Your goal: Every entry in the data below needs to be repeated exactly.

Stored data
------------------------------------------------

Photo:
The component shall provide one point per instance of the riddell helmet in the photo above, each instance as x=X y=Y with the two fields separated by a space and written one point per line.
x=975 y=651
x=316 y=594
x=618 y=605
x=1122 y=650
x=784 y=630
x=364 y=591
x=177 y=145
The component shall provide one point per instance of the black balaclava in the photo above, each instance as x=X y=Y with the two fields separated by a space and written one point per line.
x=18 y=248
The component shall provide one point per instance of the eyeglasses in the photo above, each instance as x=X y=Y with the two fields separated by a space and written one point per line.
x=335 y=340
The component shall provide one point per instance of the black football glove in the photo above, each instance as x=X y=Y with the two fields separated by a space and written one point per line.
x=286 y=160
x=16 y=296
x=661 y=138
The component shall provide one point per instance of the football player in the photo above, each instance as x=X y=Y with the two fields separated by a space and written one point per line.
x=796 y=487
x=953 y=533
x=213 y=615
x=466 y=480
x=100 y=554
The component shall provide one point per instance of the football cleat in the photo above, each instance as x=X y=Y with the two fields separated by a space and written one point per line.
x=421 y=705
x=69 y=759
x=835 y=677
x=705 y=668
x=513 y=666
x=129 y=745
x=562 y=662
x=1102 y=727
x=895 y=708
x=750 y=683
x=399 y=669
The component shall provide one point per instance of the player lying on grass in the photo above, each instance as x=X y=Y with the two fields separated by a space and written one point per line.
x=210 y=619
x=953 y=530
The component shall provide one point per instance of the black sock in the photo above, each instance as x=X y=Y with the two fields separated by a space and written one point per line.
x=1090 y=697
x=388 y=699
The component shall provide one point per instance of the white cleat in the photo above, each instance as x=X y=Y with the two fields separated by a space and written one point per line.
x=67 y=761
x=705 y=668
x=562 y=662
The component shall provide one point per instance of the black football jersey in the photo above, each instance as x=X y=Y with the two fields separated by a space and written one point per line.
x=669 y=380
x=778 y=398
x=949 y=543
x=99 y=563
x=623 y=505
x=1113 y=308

------------------------------------------------

Output of the task:
Photo:
The component shall provide one point per instance of the riddell helmet in the photo above, each instance as x=X y=Y with the two fields separated by a space and written one point per line.
x=975 y=651
x=316 y=594
x=618 y=605
x=1122 y=650
x=784 y=630
x=364 y=591
x=177 y=145
The component shall provide one point per instance of the black balaclava in the photo above, each instance as x=X y=Y with the two fields separated by a space and written one point per line.
x=18 y=248
The component shall provide one point per instance of the eyeglasses in the photo above, each instance as x=X y=Y with the two fields separated by a space and written one point per line.
x=335 y=340
The component shall provide one point per instance of the black football glove in the photo above, each instance as x=X y=Y with the two fields separated by a space and written one point per line.
x=286 y=160
x=16 y=296
x=661 y=138
The component shall provide one point per instance of the football player in the photo above, each instance as x=X y=Y with the two fields separated by a space and written one point per line.
x=796 y=487
x=953 y=533
x=213 y=615
x=466 y=480
x=100 y=554
The component shall provide one point per instance of the football cleat in the photo above, each instance as x=X y=Y with the two fields separated by a space and written one point per line.
x=421 y=705
x=69 y=759
x=835 y=677
x=705 y=668
x=513 y=666
x=129 y=745
x=562 y=662
x=1102 y=727
x=895 y=708
x=750 y=683
x=399 y=669
The component shall provide one point per instance of the player lying on grass in the photo above, each instance as x=X y=Y with the two fields separated by a space and written one point per line.
x=210 y=619
x=953 y=530
The component shall provide one point per instance of the black sock in the photo above, each instance as x=X y=Y with the two fields separated by a space and written one point per line.
x=1090 y=697
x=388 y=699
The component shall provide one point per instance of the white cleat in the photo above, each instance as x=X y=Y with the two fields separated by a space and written one point per line.
x=67 y=761
x=705 y=668
x=562 y=662
The component shall provide one point per instance of the black football jersey in the photo above, each instance as x=X y=Y with the two fields separated by a space and written one point per line.
x=669 y=380
x=778 y=398
x=949 y=543
x=99 y=563
x=623 y=505
x=1113 y=308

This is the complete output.